* **Task directions**
Each line of the data below that includes the string "cockatoo" must be copied.

** Records supplied follows **

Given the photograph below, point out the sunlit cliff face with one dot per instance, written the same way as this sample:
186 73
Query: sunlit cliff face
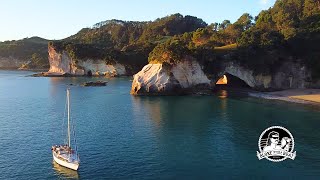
223 80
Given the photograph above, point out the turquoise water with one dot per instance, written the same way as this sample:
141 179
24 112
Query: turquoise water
124 137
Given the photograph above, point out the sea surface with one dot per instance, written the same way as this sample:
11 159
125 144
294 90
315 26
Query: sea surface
120 136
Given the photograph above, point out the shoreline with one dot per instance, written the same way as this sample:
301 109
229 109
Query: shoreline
301 96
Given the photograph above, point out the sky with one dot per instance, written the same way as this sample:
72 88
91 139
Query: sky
58 19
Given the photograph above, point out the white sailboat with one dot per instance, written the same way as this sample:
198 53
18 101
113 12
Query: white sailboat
64 154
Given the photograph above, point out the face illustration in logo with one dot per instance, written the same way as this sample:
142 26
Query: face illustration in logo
272 142
276 144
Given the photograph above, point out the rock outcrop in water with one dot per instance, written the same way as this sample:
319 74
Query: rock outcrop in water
184 77
61 63
11 62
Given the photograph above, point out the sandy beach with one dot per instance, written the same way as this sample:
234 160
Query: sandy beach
306 96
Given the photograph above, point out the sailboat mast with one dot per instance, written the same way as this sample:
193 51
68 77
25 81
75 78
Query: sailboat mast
68 98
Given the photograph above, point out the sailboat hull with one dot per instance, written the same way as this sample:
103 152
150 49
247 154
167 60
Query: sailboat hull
66 164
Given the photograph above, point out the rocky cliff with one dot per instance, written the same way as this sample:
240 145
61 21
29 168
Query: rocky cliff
183 77
286 76
188 76
61 63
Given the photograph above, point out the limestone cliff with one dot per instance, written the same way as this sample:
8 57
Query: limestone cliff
188 75
288 75
183 77
61 63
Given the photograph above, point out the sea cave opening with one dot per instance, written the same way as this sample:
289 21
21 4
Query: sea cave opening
228 80
229 83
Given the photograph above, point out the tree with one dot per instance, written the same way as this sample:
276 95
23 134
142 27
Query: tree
264 20
244 22
224 24
311 7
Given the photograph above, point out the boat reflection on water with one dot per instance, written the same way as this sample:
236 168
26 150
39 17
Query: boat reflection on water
64 173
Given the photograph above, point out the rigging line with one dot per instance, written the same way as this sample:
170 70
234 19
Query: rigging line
63 120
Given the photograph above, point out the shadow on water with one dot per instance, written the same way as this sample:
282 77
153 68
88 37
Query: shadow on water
64 173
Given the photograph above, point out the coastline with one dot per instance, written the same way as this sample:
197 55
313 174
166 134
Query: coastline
302 96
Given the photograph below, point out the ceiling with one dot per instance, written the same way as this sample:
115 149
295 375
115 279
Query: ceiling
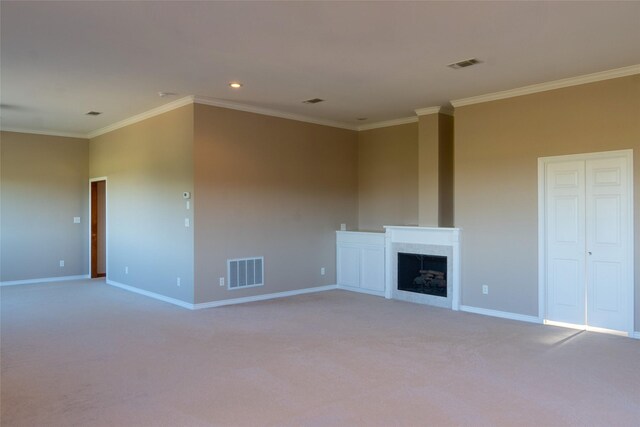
373 60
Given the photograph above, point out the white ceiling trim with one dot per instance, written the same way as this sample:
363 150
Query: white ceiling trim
46 132
542 87
142 116
269 112
428 110
387 123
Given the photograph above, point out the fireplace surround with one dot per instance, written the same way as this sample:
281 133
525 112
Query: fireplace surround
434 242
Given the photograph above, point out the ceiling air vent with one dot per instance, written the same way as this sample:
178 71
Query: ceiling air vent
464 63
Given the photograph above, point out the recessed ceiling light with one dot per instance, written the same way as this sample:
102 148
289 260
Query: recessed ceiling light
464 63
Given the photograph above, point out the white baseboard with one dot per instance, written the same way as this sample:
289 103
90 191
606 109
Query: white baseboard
263 297
502 314
160 297
360 290
44 279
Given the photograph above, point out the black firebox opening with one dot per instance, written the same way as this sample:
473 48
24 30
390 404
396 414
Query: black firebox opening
423 274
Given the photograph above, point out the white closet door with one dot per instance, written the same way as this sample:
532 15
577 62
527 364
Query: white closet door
565 239
607 213
588 242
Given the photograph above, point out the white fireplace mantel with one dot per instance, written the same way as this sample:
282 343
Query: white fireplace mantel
425 238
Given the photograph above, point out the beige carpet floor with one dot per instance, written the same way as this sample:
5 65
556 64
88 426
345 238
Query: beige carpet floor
87 354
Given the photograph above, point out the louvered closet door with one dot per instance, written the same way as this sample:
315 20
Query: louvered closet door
587 243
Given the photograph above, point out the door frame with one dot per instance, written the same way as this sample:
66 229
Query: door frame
106 224
542 232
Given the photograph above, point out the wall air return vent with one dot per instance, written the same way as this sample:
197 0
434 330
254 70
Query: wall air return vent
463 64
245 272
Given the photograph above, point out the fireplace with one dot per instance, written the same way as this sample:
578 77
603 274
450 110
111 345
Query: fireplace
422 274
423 265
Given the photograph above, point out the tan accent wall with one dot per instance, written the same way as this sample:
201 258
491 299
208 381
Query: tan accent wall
44 184
102 227
435 177
388 177
428 161
271 187
148 166
497 146
445 171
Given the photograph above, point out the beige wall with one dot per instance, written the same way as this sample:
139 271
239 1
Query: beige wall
497 146
102 227
148 166
388 177
43 186
271 187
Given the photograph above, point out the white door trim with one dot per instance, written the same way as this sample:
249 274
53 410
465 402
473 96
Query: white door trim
106 223
542 268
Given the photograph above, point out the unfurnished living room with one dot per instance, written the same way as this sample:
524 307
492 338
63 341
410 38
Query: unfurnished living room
319 213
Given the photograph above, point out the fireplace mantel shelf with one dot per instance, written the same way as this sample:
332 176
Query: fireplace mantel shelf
427 241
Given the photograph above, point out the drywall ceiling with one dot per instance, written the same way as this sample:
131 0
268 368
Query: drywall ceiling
373 60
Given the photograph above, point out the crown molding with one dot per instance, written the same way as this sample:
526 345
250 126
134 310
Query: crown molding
543 87
427 110
434 110
387 123
46 132
142 116
269 112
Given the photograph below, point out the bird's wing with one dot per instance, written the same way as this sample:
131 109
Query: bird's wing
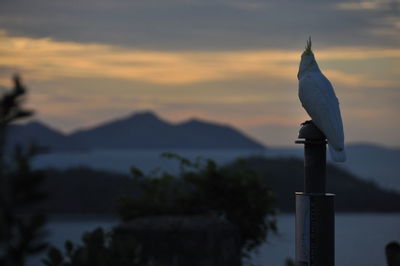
318 98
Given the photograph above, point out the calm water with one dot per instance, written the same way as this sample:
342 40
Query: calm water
360 238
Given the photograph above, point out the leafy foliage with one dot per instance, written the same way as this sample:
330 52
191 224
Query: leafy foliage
98 249
19 188
203 188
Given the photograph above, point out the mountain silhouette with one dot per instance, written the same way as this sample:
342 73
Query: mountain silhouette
38 133
144 130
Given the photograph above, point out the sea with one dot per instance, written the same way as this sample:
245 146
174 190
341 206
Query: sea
360 239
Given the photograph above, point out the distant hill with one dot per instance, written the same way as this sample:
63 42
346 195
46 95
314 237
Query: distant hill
83 190
353 194
369 161
39 134
147 131
140 131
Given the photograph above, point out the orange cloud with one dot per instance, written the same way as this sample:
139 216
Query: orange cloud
47 59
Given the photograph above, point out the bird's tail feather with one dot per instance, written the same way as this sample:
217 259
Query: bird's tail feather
337 155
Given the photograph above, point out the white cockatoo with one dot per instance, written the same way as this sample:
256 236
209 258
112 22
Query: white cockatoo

** End of Records supplied **

* **Written response**
Given the photograph above, point out the white cockatoo with one dot per instance, written the same way as this sample:
Query: white cockatoo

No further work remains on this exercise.